Stated task 1 >>
Pull out the stretch of the plating patent excerpt from "6. The plating" through "the plating tank.", copying it word for word.

Text extract >>
— begin —

6. The plating method according to claim 5, wherein a bubble-vent
hole is provided in the plating tank and plating treatment is
performed through rotating the plating tank so that bubbles in the
plating solution ascend and gather in the bubble-vent hole.
7. The plating method according to claim 5 or 6, wherein plating
treatment is performed while forcedly stirring the plating solution
supplied to the plating tank through using stirring means provided
in the plating tank.
Description
BACKGROUND OF THE INVENTION
[0001] 1. Field of the Invention
[0002] The present invention relates to a plating treatment
technique for performing plating while removing bubbles present in
a plating solution and, more particularly, to a plating apparatus
and a plating method which are suitable for an article to be plated
whose plating property is greatly affected when bubbles in a
plating solution adhere to the surface of the article.
[0003] 2. Description of the Related Art
[0004] Wet plating treatment has thitherto been adopted in various
kinds of plated articles. In wet plating treatment, it is necessary
only that the basic construction be such that an article to be
plated is brought into contact with a plating solution and a
plating current is given. Therefore, wet plating treatment is used
in a huge variety of articles to be plated and various
configurations of apparatus for wet plating have been proposed.

— end —

The input >>
— begin —

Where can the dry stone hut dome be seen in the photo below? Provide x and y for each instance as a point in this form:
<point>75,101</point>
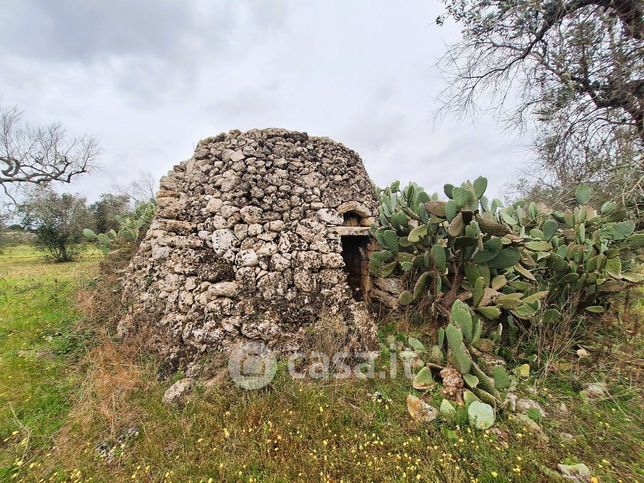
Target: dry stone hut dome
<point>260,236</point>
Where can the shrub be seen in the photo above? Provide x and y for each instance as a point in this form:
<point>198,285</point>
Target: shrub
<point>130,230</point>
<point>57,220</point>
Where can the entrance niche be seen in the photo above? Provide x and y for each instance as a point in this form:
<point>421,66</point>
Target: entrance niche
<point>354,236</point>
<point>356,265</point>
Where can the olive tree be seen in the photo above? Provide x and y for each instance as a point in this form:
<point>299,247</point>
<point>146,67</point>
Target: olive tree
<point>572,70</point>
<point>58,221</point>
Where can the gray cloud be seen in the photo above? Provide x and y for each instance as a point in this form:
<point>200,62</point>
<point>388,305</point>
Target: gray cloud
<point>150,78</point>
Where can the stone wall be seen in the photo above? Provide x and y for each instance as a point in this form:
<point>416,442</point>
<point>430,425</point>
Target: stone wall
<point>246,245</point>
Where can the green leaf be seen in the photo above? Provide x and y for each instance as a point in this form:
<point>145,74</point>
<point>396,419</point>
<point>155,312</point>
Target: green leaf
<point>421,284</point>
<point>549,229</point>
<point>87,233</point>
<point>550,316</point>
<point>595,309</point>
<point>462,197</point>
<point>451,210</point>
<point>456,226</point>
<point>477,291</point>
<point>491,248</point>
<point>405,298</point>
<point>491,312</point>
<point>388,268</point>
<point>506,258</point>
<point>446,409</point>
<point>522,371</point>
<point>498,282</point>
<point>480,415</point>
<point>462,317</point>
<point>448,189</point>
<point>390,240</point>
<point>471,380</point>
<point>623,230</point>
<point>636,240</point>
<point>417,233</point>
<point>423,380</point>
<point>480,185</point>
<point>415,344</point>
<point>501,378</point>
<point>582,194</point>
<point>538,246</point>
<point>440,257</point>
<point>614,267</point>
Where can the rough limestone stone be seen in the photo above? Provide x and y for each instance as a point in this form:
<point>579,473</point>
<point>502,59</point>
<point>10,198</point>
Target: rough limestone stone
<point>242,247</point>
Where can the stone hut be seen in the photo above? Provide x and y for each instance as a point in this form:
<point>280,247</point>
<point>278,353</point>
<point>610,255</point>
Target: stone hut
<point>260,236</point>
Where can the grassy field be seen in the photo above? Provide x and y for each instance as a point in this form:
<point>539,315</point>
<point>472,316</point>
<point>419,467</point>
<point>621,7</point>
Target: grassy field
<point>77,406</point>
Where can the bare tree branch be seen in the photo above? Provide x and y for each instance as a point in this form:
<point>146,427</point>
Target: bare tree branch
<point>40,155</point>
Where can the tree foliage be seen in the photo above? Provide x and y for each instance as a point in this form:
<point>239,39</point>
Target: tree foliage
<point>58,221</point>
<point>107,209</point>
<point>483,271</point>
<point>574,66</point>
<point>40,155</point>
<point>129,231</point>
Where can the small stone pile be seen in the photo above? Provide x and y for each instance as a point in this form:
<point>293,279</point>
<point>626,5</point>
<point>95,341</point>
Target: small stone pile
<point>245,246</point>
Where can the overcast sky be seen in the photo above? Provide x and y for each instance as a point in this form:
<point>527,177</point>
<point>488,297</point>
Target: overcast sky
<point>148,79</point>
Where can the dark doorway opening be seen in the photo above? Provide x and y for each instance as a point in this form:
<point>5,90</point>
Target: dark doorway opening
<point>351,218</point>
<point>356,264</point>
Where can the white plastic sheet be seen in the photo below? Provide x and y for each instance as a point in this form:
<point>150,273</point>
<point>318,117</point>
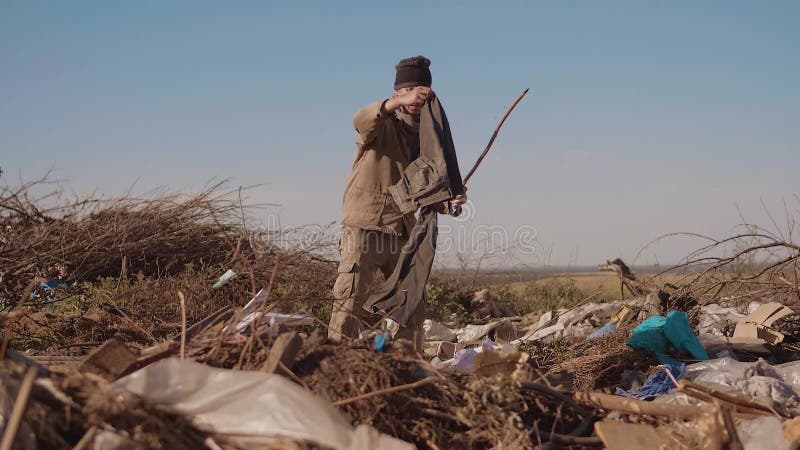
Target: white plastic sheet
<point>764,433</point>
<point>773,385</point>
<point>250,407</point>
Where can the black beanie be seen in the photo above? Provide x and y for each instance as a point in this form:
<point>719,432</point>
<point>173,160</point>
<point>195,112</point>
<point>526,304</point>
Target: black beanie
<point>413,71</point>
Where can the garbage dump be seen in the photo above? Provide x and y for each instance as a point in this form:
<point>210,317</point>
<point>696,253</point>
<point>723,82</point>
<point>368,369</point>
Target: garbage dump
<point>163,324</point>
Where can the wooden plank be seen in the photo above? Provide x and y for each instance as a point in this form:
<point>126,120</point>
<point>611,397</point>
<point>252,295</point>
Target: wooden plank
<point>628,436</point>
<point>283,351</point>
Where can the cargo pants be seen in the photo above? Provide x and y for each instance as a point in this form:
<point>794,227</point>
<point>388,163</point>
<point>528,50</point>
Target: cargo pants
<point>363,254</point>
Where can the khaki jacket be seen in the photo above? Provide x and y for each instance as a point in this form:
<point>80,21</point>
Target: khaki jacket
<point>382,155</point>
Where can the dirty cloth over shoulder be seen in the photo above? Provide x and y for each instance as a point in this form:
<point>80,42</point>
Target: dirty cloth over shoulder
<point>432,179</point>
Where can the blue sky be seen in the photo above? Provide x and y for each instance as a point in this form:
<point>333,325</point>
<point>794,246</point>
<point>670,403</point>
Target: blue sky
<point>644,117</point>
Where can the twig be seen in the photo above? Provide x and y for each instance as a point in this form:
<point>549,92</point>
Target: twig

— end —

Stated task 2 >>
Rewrite the stretch of the listing from the line containing "Where can the khaki" through the line containing "<point>432,179</point>", changing "khaki" to "olive" and leaving everything else unchanged. Return only those lines.

Exercise solution 1 >>
6. The plating method according to claim 5, wherein a bubble-vent
hole is provided in the plating tank and plating treatment is
performed through rotating the plating tank so that bubbles in the
plating solution ascend and gather in the bubble-vent hole.
7. The plating method according to claim 5 or 6, wherein plating
treatment is performed while forcedly stirring the plating solution
supplied to the plating tank through using stirring means provided
in the plating tank.

Exercise solution 2 >>
Where can the olive jacket be seen in the photo above? Provide x and y for each instance as a point in this form:
<point>80,21</point>
Target: olive jacket
<point>382,155</point>
Where can the dirty cloth over shoulder be seen in the photo above? Provide x and y for each instance as a point in this form:
<point>80,42</point>
Target: dirty cloth over shoulder
<point>432,179</point>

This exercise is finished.